Stored items:
________________________________________

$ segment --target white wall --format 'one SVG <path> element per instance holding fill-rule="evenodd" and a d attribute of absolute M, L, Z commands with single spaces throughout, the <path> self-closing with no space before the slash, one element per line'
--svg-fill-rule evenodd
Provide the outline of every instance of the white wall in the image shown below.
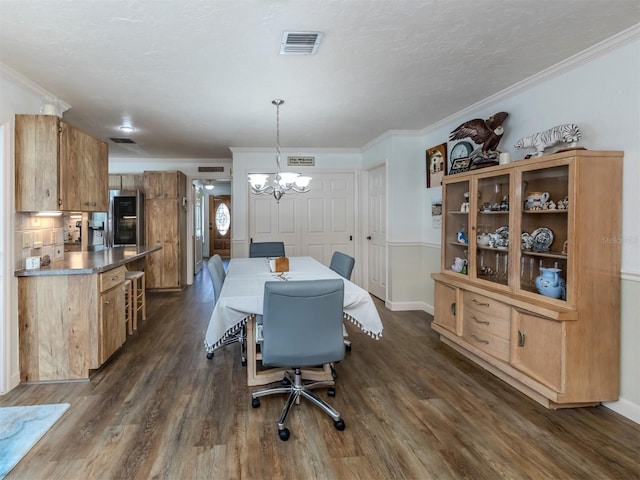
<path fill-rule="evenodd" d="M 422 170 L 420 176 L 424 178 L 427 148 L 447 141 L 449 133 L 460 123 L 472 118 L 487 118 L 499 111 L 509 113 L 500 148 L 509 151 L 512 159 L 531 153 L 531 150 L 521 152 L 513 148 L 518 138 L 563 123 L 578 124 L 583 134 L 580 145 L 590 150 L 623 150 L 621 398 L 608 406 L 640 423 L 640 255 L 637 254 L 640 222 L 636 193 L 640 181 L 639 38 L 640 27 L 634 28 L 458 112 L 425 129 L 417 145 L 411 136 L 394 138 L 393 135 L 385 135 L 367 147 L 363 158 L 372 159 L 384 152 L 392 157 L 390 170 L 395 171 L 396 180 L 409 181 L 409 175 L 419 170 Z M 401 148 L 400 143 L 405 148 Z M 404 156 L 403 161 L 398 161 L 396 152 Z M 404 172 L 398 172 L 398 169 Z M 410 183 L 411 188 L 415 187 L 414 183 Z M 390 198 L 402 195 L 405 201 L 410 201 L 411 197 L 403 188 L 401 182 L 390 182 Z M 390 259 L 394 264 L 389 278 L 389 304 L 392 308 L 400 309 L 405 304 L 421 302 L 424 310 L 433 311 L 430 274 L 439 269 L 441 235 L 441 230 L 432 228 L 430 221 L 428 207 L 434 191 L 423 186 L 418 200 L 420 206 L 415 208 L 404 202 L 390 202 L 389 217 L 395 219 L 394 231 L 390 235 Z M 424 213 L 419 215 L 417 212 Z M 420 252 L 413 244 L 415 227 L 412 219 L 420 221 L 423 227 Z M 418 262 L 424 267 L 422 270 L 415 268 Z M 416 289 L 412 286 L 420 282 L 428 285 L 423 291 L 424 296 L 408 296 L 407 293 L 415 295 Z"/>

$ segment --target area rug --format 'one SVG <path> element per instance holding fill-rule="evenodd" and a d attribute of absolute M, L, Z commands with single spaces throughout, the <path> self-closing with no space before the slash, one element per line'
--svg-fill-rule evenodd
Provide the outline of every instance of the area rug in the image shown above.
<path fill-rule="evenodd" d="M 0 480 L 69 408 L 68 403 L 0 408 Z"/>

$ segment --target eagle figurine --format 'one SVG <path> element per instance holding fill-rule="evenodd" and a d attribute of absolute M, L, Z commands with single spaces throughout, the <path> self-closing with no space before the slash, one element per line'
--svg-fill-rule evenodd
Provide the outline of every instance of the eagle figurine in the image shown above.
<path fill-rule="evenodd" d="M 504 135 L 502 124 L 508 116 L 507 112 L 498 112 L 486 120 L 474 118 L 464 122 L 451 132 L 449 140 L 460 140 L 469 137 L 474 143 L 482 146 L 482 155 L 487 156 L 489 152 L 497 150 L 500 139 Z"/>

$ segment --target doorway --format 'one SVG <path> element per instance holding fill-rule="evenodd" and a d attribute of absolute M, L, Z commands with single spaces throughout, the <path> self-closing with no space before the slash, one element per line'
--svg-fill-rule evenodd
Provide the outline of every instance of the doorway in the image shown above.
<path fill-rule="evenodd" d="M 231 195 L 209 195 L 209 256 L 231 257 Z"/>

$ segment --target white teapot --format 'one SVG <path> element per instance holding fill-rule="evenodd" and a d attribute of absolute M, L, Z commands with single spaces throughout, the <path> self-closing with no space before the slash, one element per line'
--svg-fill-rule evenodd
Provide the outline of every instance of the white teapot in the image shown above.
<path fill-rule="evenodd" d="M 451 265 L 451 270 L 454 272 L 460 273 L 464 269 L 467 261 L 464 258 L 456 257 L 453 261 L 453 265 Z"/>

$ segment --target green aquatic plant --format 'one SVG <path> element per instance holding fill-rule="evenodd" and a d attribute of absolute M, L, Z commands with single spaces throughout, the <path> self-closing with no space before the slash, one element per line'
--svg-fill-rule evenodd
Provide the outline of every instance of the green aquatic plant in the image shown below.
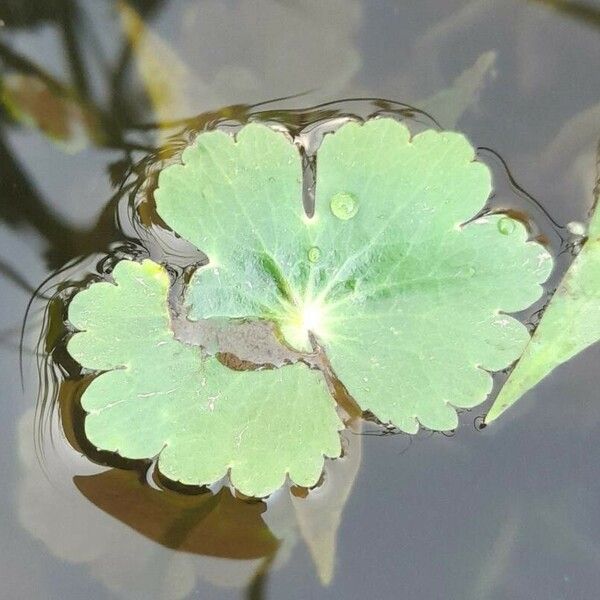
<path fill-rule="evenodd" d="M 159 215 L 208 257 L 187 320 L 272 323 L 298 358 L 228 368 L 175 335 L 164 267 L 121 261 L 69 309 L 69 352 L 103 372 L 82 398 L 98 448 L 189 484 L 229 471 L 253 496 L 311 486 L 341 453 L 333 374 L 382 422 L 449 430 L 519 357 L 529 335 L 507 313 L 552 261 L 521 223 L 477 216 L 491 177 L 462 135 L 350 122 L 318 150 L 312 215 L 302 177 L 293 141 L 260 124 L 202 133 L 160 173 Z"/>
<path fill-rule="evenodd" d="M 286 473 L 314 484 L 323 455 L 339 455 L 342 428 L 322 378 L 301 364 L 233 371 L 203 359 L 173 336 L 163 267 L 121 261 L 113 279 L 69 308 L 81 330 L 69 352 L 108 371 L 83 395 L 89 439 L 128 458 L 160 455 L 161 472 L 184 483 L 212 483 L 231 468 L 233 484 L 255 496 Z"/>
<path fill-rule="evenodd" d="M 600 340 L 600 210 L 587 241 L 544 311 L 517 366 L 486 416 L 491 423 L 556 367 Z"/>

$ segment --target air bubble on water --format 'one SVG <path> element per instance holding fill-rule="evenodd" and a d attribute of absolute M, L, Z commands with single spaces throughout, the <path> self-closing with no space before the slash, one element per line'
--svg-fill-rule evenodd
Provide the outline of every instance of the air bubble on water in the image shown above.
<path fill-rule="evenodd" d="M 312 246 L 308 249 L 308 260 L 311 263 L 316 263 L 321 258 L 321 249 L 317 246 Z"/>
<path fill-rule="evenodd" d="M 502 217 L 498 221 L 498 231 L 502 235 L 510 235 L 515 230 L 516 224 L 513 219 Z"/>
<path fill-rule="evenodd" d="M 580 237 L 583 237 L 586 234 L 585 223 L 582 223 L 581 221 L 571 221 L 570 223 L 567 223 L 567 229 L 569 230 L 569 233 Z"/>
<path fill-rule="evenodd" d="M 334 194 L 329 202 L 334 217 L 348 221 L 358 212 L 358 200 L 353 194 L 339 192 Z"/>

________________________________________

> [Work order]: Set the pictures aside and transcribe the data above exactly.

> [Task output]:
$ segment --target white wall --format 'one SVG <path> element per instance holding fill-rule="evenodd" and a d attribute of absolute M, L, Z commands with single spaces throughout, the <path> self-closing with no space before the slash, one element per line'
--svg-fill-rule evenodd
Provide the outline of every instance of the white wall in the image shown below.
<path fill-rule="evenodd" d="M 422 170 L 420 176 L 424 178 L 427 148 L 447 141 L 449 133 L 460 123 L 472 118 L 487 118 L 499 111 L 509 113 L 500 148 L 509 151 L 512 159 L 531 153 L 531 150 L 521 152 L 513 148 L 518 138 L 563 123 L 578 124 L 583 134 L 580 145 L 590 150 L 623 150 L 621 398 L 608 406 L 640 423 L 640 255 L 637 254 L 640 222 L 636 193 L 640 181 L 639 38 L 640 27 L 634 28 L 458 112 L 425 129 L 417 145 L 411 136 L 394 138 L 393 135 L 385 135 L 367 147 L 363 158 L 372 159 L 384 152 L 392 157 L 390 170 L 395 171 L 396 180 L 409 181 L 409 175 L 419 170 Z M 401 148 L 400 143 L 405 148 Z M 404 156 L 403 161 L 398 161 L 396 152 Z M 404 172 L 398 172 L 398 169 Z M 410 183 L 411 188 L 415 187 L 414 183 Z M 390 198 L 402 195 L 405 201 L 410 201 L 411 197 L 403 188 L 401 182 L 390 182 Z M 390 259 L 394 264 L 389 278 L 389 304 L 392 308 L 400 309 L 405 304 L 421 302 L 424 310 L 433 311 L 430 274 L 439 269 L 441 235 L 441 230 L 432 228 L 430 221 L 428 207 L 434 191 L 423 186 L 418 200 L 420 206 L 415 208 L 404 202 L 390 202 L 389 217 L 395 219 L 394 231 L 390 235 Z M 424 213 L 419 215 L 417 212 Z M 420 252 L 413 244 L 415 227 L 412 219 L 420 221 L 423 227 Z M 418 262 L 424 267 L 422 270 L 415 268 Z M 416 289 L 412 286 L 420 282 L 428 285 L 423 291 L 424 296 L 408 296 L 407 293 L 415 295 Z"/>

$ segment --target area rug --format 'one SVG <path> element per instance holding fill-rule="evenodd" and a d attribute of absolute M, L, Z commands with single spaces throughout, the <path> self-closing with no space before the slash, one element per line'
--svg-fill-rule evenodd
Provide the outline of every instance of the area rug in the image shown above.
<path fill-rule="evenodd" d="M 0 480 L 69 408 L 68 403 L 0 408 Z"/>

$ segment --target eagle figurine --format 'one SVG <path> element per instance holding fill-rule="evenodd" and a d attribute of absolute M, L, Z commands with single spaces throughout, the <path> self-closing with no space before the slash, one element per line'
--svg-fill-rule evenodd
Provide the outline of every instance of the eagle figurine in the image shown above.
<path fill-rule="evenodd" d="M 504 135 L 502 124 L 508 116 L 507 112 L 498 112 L 486 120 L 474 118 L 464 122 L 451 132 L 449 140 L 460 140 L 469 137 L 474 143 L 482 146 L 482 155 L 487 156 L 489 152 L 497 150 L 500 139 Z"/>

$ segment --target doorway --format 'one SVG <path> element per instance holding fill-rule="evenodd" and a d attribute of absolute M, L, Z commands with single spaces throughout, the <path> self-closing with no space before the slash, one element per line'
--svg-fill-rule evenodd
Provide the outline of every instance of the doorway in the image shown above.
<path fill-rule="evenodd" d="M 231 195 L 209 195 L 209 256 L 231 257 Z"/>

$ segment --target white teapot --format 'one SVG <path> element per instance holding fill-rule="evenodd" and a d attribute of absolute M, L, Z commands with single spaces throughout, the <path> self-closing with no space before the slash, one element per line'
--svg-fill-rule evenodd
Provide the outline of every instance of the white teapot in the image shown above.
<path fill-rule="evenodd" d="M 451 265 L 451 270 L 454 272 L 460 273 L 464 269 L 467 261 L 464 258 L 456 257 L 453 261 L 453 265 Z"/>

$ segment --target green aquatic plant --format 'one SVG <path> element per instance holding fill-rule="evenodd" and a d attribute of absolute M, L, Z commands with single spaces throughout, the <path> self-closing with no space before the slash, one element per line'
--svg-fill-rule evenodd
Provide the outline of every instance of the green aquatic plant in the image shown below.
<path fill-rule="evenodd" d="M 159 215 L 208 257 L 187 320 L 272 323 L 298 358 L 228 368 L 175 335 L 164 267 L 121 261 L 69 309 L 69 352 L 103 372 L 82 398 L 98 448 L 189 484 L 229 471 L 253 496 L 311 486 L 341 453 L 333 374 L 382 422 L 449 430 L 519 357 L 529 335 L 507 313 L 552 261 L 521 223 L 477 216 L 491 177 L 462 135 L 350 122 L 318 150 L 312 215 L 302 177 L 293 141 L 260 124 L 202 133 L 160 173 Z"/>
<path fill-rule="evenodd" d="M 286 473 L 314 484 L 323 455 L 339 455 L 342 428 L 322 378 L 301 364 L 233 371 L 203 359 L 173 336 L 163 267 L 121 261 L 113 279 L 69 308 L 81 330 L 69 352 L 108 371 L 83 395 L 89 439 L 128 458 L 160 455 L 161 472 L 184 483 L 212 483 L 231 468 L 233 484 L 255 496 Z"/>
<path fill-rule="evenodd" d="M 600 340 L 600 210 L 587 241 L 544 311 L 517 366 L 486 416 L 491 423 L 556 367 Z"/>

$ segment --target air bubble on water --format 'one SVG <path> element per instance holding fill-rule="evenodd" and a d attribute of absolute M, L, Z commands with single spaces throughout, the <path> self-closing with no space before the slash, one element per line'
--svg-fill-rule evenodd
Provide the outline of every instance of the air bubble on water in the image shown above.
<path fill-rule="evenodd" d="M 312 246 L 308 249 L 308 260 L 311 263 L 316 263 L 321 258 L 321 249 L 317 246 Z"/>
<path fill-rule="evenodd" d="M 502 217 L 498 221 L 498 231 L 502 235 L 510 235 L 515 230 L 516 224 L 513 219 Z"/>
<path fill-rule="evenodd" d="M 580 237 L 583 237 L 586 234 L 585 223 L 582 223 L 581 221 L 571 221 L 570 223 L 567 223 L 567 229 L 569 230 L 569 233 Z"/>
<path fill-rule="evenodd" d="M 334 194 L 329 202 L 334 217 L 348 221 L 358 212 L 358 200 L 353 194 L 339 192 Z"/>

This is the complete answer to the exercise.